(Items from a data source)
= Beginning of Section =

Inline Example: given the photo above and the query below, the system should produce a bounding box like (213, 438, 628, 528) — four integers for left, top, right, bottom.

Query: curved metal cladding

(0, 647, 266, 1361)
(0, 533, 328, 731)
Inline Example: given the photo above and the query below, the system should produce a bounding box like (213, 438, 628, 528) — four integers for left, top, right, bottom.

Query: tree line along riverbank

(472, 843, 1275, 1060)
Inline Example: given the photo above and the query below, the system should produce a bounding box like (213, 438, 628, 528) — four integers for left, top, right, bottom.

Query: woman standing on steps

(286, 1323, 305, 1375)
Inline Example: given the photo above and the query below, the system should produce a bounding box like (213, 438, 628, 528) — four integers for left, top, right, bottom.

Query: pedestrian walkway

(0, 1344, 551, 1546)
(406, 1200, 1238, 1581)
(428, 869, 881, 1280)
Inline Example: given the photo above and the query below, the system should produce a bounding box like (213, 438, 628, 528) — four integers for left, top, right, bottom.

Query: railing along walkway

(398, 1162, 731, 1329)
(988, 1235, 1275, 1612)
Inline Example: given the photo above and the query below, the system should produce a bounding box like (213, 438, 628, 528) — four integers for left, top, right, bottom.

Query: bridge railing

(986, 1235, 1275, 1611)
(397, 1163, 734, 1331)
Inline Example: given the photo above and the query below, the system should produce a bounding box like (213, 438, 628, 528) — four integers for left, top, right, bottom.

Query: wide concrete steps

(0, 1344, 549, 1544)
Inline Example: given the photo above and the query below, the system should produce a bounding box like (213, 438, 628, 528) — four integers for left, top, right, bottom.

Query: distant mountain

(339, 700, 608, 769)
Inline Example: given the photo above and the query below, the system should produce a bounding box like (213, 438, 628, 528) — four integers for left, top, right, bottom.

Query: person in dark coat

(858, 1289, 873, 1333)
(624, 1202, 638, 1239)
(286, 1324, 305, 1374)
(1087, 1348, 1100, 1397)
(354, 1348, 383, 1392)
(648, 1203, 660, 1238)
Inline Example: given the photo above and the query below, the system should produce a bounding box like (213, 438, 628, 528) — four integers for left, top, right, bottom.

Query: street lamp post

= End of Section =

What the task asks: Set down the records above once more, exactly as given.

Completed exercise:
Inline Example: given the photo above and the query below, the system should produce a bounding box like (213, 438, 628, 528) — four integers for left, top, right, bottom.

Query: curved metal cladding

(0, 647, 266, 1361)
(0, 533, 328, 731)
Inline Example: given the photo above and the query below, the system should produce a bounding box like (213, 438, 628, 528) — four integers for left, top, right, bottom.

Query: tree line along riverbank

(472, 843, 1275, 1060)
Inline Example: given the photo above and the query below, the system should produce a bounding box like (213, 438, 628, 528) — four integers for left, top, right, bottom.

Query: woman standing on steps

(286, 1323, 305, 1375)
Inline Example: given the photo above and the query below, the system should produce a bounding box like (213, 438, 628, 528) — four integers for left, top, right, bottom.

Query: pedestrian walkway

(0, 1344, 551, 1546)
(406, 1200, 1238, 1581)
(428, 869, 881, 1280)
Inline Example: given the photo above and the query below, the system should produce a bounding box like (213, 438, 628, 528) — four integers for left, top, right, bottom.

Query: railing along walkway

(398, 1162, 731, 1329)
(988, 1235, 1275, 1612)
Inline Example: given the photo above and the query below, the system should produce a bounding box like (213, 438, 628, 528) — four integers for left, top, right, bottom.

Query: bridge railing

(986, 1235, 1275, 1611)
(397, 1163, 734, 1331)
Inline Example: given the photo above and the query below, the system should produce a bounding box like (213, 438, 628, 528) — four integers for left, top, right, bottom.

Query: wide concrete steps

(0, 1344, 549, 1544)
Inline Example: given the photo above and the query below, the system should produce a bounding box like (213, 438, 628, 528) — four integers for left, top, right, bottom.

Query: distant mountain

(339, 700, 608, 769)
Inline Example: given the photo above and the query below, the system should produce a bounding box like (213, 438, 628, 528) — four integers for left, top, right, bottom.

Query: person in dark coat

(858, 1289, 873, 1333)
(624, 1202, 638, 1239)
(286, 1324, 305, 1374)
(1087, 1348, 1100, 1397)
(354, 1348, 383, 1392)
(648, 1203, 660, 1238)
Inline Example: given the photo above and the query below, the system should produce a bounding box like (213, 438, 628, 528) — four integers for left, top, right, bottom.

Query: street lamp post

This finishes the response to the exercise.